To do
Reproduce the listing below word for word, leaving out the pictures.

Data for this exercise
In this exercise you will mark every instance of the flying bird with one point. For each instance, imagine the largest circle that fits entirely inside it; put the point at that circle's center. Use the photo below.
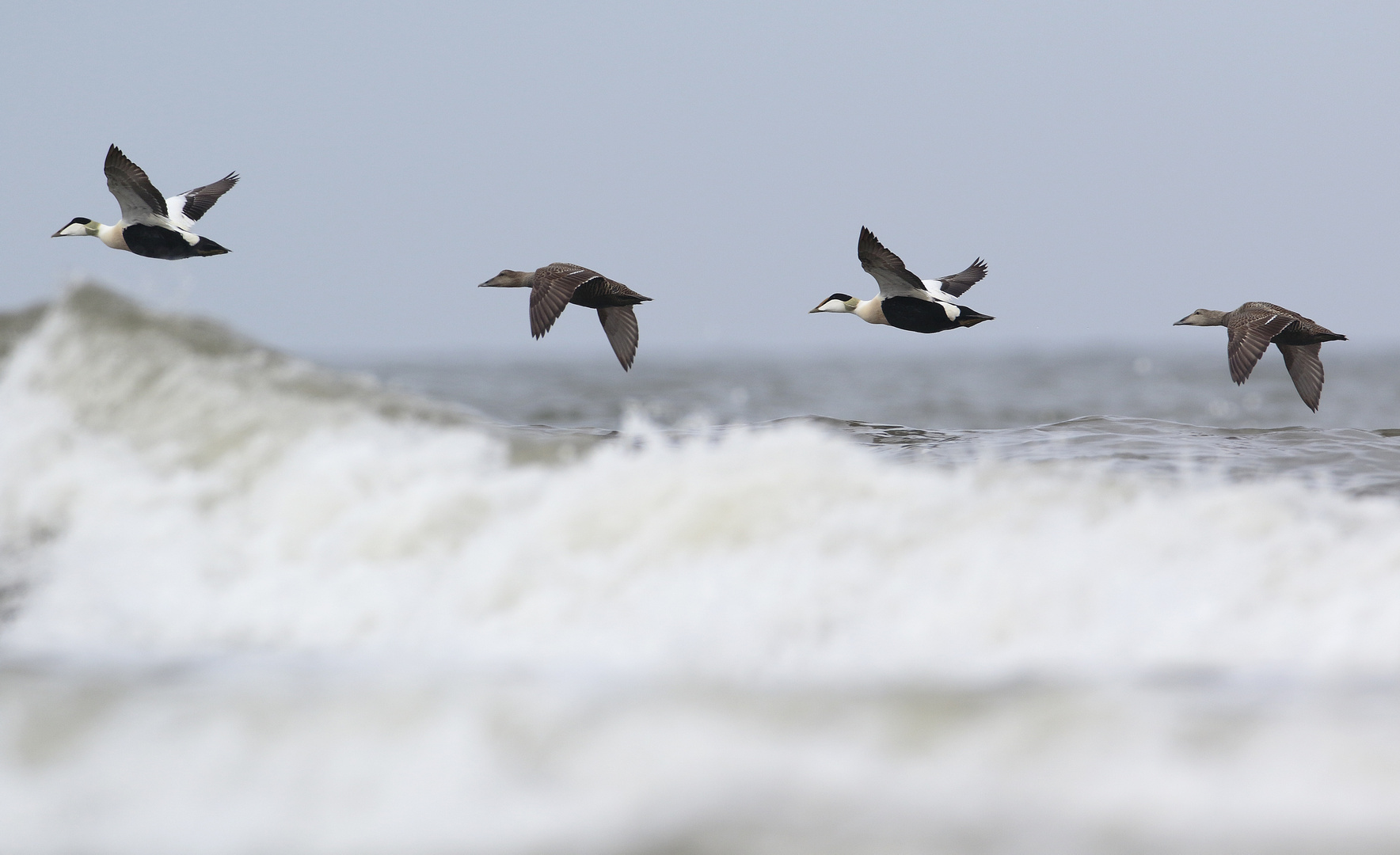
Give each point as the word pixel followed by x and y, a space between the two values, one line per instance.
pixel 905 300
pixel 559 284
pixel 150 224
pixel 1254 325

Reply
In this exercise you will mark every instance of the flying bird with one point. For each instance, imagine the largest circle that fits entirely inside it; put the point at that circle's center. Use the photo below.
Give each point as the word pixel followed by x and y, a space between the two values, one line per instance.
pixel 905 300
pixel 559 284
pixel 150 224
pixel 1254 325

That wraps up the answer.